- _TEXTE SOURCE_
•••

À vrai dire, il faut raisonner ici de la même façon que pour un épisode septique infectieux important chez une patiente isolée et fragile avec un fort risque d’aggravation et qui n’est pas en mesure de le prévenir.

DR MALLET : Si elle tolère bien sa toux et sa fièvre, comment dois-je la surveiller ?

PR BENOIT DOUMENC : Nous parlions tout à l’heure du saturomètre. Il est vrai que certains généralistes ou infirmiers libéraux en ont et c’est un bon élément de surveillance. 

En tout cas, il faut revoir cette patiente assez régulièrement : tous les jours ou tous les deux jours. Toutefois, il faut en même temps être conscients que nous risquons d’être submergés par le nombre de patients à voir autant à domicile qu’à l’hôpital durant cette épidémie. Dans le doute, reprenez au moins sa saturation et mesurez sa fréquence respiratoire.

Si vous ne pouvez pas vous déplacer, le contact téléphonique est aussi un bon élément. Au niveau hospitalier, nous avons créé la plateforme COVIDOM pour permettre aux médecins urgentistes ou infectiologues prenant en charge des patients suspects ou COVID+ au niveau du SAU, de les faire surveiller s’ils sont renvoyés à domicile. Ils reçoivent des appels réguliers avec des conseils.

Le téléphone est donc un élément prépondérant dans la surveillance des patients.

DR MALLET : Je récapitule. Si j’ai un doute parce que cette personne est à risque, je l’envoie aux urgences. Si vous la jugez non grave, elle rentrera chez elle et il y aura un système pour la surveiller.

PR BENOIT DOUMENC : Exactement. Nous pourrons mettre cela en place. C’est une procédure réalisable grâce à l’organisation des services d’urgence tant que nos services ne sont pas saturés.

Encore une fois, je me permets d’insister sur le fait qu’il ne faut pas envoyer un patient dans un SAU uniquement pour se rassurer. Je ne le dis pas de façon péjorative mais il faut vraiment l’envoyer sur des critères objectifs, par exemple si elle ne peut pas rester à domicile lorsque nous la voyons.

•••

- _Entrées enregistrées_
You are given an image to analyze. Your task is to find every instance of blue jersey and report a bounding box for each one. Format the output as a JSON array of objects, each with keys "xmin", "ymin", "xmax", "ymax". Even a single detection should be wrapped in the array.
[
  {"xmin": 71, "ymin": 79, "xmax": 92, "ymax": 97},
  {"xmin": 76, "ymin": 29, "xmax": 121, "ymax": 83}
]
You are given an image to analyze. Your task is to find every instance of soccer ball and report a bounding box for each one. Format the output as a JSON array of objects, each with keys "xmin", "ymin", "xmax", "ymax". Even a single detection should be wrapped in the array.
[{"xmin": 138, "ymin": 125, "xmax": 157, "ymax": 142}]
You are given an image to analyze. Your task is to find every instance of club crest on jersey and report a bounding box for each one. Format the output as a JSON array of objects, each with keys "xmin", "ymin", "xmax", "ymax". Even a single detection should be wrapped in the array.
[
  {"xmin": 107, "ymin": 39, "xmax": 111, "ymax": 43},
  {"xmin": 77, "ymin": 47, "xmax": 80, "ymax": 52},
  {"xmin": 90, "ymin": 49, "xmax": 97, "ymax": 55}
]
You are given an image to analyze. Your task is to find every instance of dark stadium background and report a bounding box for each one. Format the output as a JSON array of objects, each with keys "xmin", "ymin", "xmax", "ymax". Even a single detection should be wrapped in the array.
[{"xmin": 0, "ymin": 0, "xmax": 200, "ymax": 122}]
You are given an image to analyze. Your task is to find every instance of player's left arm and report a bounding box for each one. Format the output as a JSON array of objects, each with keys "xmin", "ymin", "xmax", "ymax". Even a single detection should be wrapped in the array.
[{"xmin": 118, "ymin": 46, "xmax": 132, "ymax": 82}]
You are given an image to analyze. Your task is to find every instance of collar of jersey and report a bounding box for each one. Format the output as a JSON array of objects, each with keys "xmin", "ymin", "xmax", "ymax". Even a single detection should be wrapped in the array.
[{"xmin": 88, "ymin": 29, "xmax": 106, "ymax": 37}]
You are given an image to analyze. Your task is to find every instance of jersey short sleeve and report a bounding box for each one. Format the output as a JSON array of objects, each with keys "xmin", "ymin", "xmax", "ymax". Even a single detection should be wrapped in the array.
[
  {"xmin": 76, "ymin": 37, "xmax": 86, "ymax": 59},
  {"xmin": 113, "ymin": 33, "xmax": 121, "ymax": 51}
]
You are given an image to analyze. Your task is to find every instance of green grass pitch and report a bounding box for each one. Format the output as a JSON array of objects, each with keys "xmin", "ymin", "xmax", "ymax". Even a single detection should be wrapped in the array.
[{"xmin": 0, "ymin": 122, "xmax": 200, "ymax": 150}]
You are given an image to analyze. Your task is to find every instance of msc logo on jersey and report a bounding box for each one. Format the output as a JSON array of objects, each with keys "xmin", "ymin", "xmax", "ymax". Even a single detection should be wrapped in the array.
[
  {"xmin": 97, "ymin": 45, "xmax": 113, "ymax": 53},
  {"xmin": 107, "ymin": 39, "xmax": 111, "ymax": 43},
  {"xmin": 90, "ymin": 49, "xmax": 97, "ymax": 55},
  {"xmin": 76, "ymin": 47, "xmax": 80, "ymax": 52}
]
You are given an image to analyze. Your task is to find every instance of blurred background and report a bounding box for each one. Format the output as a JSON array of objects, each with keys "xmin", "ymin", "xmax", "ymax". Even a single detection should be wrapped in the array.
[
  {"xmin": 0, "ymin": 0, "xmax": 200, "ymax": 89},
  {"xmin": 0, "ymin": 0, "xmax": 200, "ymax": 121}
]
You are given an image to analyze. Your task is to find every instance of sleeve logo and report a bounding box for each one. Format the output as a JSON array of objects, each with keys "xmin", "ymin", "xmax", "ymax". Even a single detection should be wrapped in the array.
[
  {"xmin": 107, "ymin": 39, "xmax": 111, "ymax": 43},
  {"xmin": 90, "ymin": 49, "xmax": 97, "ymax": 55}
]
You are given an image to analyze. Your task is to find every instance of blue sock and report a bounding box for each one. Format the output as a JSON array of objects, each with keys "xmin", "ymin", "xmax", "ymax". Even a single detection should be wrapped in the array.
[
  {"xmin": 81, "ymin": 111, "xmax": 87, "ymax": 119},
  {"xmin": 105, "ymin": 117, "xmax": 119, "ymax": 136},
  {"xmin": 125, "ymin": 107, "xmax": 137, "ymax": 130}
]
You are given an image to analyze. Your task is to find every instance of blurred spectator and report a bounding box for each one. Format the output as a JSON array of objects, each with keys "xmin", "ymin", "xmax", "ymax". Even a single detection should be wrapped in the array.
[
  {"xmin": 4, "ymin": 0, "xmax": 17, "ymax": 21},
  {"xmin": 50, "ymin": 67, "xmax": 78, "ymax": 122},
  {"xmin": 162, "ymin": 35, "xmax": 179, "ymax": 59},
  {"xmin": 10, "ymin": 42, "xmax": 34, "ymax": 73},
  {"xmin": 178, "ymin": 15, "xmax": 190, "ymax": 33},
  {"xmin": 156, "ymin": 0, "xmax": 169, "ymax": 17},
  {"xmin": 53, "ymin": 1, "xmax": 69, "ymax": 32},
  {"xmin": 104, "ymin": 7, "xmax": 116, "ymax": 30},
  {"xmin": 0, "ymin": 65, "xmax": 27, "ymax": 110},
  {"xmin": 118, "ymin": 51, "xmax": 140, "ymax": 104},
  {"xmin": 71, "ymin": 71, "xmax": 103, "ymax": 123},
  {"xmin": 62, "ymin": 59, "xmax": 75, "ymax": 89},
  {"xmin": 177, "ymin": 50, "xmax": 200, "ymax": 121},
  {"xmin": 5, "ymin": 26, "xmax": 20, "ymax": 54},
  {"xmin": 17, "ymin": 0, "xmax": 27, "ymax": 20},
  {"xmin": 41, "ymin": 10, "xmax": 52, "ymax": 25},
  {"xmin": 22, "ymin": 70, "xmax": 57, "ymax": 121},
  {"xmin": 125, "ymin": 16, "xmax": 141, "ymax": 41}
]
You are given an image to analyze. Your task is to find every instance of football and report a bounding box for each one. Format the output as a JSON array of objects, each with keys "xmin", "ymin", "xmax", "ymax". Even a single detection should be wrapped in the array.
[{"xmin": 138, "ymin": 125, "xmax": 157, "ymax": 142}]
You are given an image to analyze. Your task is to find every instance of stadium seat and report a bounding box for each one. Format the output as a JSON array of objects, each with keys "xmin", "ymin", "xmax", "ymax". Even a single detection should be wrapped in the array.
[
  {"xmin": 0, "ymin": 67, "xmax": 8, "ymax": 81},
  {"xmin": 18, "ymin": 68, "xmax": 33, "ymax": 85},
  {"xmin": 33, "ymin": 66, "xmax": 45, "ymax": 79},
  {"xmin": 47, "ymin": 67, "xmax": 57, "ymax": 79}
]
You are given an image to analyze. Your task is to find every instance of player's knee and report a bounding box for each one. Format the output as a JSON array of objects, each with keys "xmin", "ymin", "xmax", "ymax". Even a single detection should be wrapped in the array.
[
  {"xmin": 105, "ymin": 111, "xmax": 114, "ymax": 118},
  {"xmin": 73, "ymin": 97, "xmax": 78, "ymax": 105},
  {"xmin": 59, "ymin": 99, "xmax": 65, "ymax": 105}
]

•••

- _ACTIONS REQUISES_
a - Recopiez le passage de l'entretien sur la surveillance des patients qui s'ouvre sur les mots « DR MALLET : Si » et se referme sur « élément de surveillance. ».
b - Traduisez en anglais cette phrase de l'entretien sur la surveillance des patients : « Le téléphone est donc un élément prépondérant dans la surveillance des patients. »
c - Reprenez l'entretien sur la surveillance des patients là où il s'arrête et poursuivez-le.
Les données ci-dessus ne servent à rien ici.

- _RÉPONSES PAR POINT_
a -
DR MALLET : Si elle tolère bien sa toux et sa fièvre, comment dois-je la surveiller ?

PR BENOIT DOUMENC : Nous parlions tout à l’heure du saturomètre. Il est vrai que certains généralistes ou infirmiers libéraux en ont et c’est un bon élément de surveillance.

b - The telephone is therefore a key element in monitoring patients.

c -
DR MALLET : Comment se fait le transfert ?

PR BENOIT DOUMENC : Le transfert se fait selon les vecteurs habituels : ambulance ou le 15. J’imagine que mes collègues médecins libéraux ont leur circuit pour avoir accès à des ambulances, sinon le 15 pourra peut-être déclencher la venue d’une ambulance classique.

De leur côté, les ambulanciers prendront les précautions nécessaires pour transférer la patiente vers les urgences.

En cas de gravité, il est indispensable de prendre contact avec le 15 pour discuter avec leur médecin régulateur. Il donnera son indication ou non pour l’envoi d’une UMH qui permettra de transférer le patient dans de bonnes conditions, soit vers un SAU, soit vers un service de réanimation.

DR MALLET : C’est très clair, merci beaucoup. Vous pouvez donc encore travailler pour l’instant ? Vous n’êtes pas face à en afflux massif ?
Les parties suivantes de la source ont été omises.